§ **Short task a**: In the insurance law article, what did Foster-Gardner find the undefined term "suit" in a standard CGL policy to mean?

§ **Page text**:
----

The California Supreme Court has issued a landmark decision that provides a new standard in analyzing whether an insurer’s duty to defend is triggered under a policy of insurance whereby the term “suit” is not defined and, in the process, has expanded insurers’ potential defense obligation. The new case, Ameron International Corp. v. Insurance Company of the State of Pennsylvania et al., Case No. S153852, created an exception to the Foster-Gardner rule that the undefined term “suit” is strictly read to mean an action in a court of law. The
The Foster-Gardner Rule
A decade ago, the California Supreme Court handed down its decision in Foster-Gardner, Inc. v. National Union Fire Ins. Co. of Pittsburg et al. (1998) 18 Cal.4th 857. Foster-Gardner found that the undefined term “suit” contained in a standard comprehensive general liability (CGL) policy meant “an actual court proceeding initiated by the filing of a complaint.” In so ruling, the Court adopted a strict bright-line test expressly eschewing the “functional equivalent” test, wherein a “suit” also could mean other civil proceedings not pending in a court of law but that function in similar ways. The Court determined that the word “suit” is unambiguously and traditionally well-recognized to mean an action in a court of law. In examining the terms of the CGL policy, the Court found that “the unambiguous language of the policies obligated the insurers to defend a ‘suit,’ not … the ‘substantive equivalent’ of a ‘suit.’”
The California Supreme Court has affirmed the Foster-Gardner rule in subsequent cases — most notably in Certain Underwriters at Lloyd’s of London v. Superior Court (Powerine I) (2001) Cal.4th 945, whereby the Supreme Court held that an insurer’s duty to defend is limited to sums wherein the insured was “legally obligated to pay as damages” by a court of law. Much like Foster-Gardner, the policy at issue in Powerine I did not define the terms “suit” or “damages.” In determining the meaning of “damages,” the Court once again focused on the intent of the contracting parties and the plain meaning of the words, rather than rewriting contracts to change with every new administrative proceeding made available. Following this framework for interpreting insurance policies, the Court found that the plain meaning and intent of the policy was to exclude from “damages” any type of recovery except a financial award by a court. In doing so, the Court reaffirmed the reasoning in Foster-Gardner that a “suit” must be a civil action prosecuted in court.

----

§ **Exercise data**:

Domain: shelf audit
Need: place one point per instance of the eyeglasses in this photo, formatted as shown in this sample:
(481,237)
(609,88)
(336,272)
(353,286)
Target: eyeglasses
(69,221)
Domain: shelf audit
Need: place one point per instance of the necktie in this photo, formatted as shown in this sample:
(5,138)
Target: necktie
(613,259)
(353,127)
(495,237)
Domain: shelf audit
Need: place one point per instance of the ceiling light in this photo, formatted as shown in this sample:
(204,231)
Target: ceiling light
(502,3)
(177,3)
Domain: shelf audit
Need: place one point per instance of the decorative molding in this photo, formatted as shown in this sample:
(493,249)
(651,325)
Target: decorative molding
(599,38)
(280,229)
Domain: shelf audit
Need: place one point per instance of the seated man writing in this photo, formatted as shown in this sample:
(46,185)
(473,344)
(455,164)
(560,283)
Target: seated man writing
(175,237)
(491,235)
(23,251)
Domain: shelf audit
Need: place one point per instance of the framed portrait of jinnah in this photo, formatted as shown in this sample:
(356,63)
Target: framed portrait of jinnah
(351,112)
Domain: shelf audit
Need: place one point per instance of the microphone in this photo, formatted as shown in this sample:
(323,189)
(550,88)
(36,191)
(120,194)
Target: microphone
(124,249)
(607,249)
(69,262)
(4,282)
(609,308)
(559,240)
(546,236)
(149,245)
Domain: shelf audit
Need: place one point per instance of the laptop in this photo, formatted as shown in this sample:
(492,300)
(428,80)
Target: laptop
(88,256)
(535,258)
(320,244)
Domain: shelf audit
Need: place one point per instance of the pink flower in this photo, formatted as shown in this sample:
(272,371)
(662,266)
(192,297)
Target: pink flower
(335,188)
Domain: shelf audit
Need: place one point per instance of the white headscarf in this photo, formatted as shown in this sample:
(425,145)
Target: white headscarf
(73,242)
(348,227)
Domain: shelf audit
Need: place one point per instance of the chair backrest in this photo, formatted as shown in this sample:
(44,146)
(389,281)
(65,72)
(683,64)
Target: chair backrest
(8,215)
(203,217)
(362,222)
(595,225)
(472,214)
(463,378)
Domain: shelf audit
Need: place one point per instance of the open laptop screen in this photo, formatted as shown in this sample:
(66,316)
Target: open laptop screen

----

§ **Short task b**: List every row that contains the word "molding".

§ **Full solution a**: An actual court proceeding initiated by the filing of a complaint.

§ **Full solution b**:
Need: place one point per instance of the decorative molding in this photo, formatted as shown in this sample:
Target: decorative molding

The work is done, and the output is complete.